Could you please repeat the data below word for word?

++++ Listed entries ++++

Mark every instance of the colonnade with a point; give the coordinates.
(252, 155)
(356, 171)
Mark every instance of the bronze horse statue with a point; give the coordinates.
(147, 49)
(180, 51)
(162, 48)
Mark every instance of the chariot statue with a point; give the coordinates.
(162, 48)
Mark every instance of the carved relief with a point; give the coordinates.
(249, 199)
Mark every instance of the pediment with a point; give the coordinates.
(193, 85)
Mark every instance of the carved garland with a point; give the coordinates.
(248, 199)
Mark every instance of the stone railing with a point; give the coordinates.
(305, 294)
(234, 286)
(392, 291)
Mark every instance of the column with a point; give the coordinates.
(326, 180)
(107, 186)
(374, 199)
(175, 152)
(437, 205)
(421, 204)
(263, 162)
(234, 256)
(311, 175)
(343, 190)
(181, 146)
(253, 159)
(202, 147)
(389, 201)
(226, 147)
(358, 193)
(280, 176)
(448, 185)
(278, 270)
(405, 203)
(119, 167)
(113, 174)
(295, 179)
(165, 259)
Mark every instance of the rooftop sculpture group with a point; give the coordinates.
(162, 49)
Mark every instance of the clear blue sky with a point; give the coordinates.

++++

• **Response box**:
Mark every instance of the colonnade with a point; give the coordinates.
(252, 155)
(356, 171)
Mark every instance of the bronze horse statue with a point; give the coordinates.
(147, 49)
(180, 51)
(162, 48)
Mark every instance of the chariot statue with a point; give the coordinates.
(162, 48)
Mark every instance of the carved relief with a point; give the coordinates.
(249, 199)
Mark every instance of the pediment with a point; give the coordinates.
(193, 85)
Mark every instance of the carved garland with a point; give the coordinates.
(248, 199)
Mark every instance of the stone railing with a point; give the coordinates.
(305, 294)
(234, 286)
(392, 291)
Mark every instance of the column with a point; give the coordinates.
(326, 180)
(107, 186)
(374, 199)
(175, 152)
(437, 205)
(421, 204)
(263, 162)
(234, 256)
(311, 175)
(343, 190)
(181, 146)
(253, 159)
(202, 147)
(389, 201)
(226, 147)
(358, 193)
(280, 176)
(448, 185)
(278, 270)
(405, 203)
(119, 167)
(113, 174)
(295, 179)
(165, 259)
Mark every instance of the rooftop sculpture group with a point; give the coordinates.
(162, 49)
Mark every instance of the clear blue sky with a point; give the coordinates.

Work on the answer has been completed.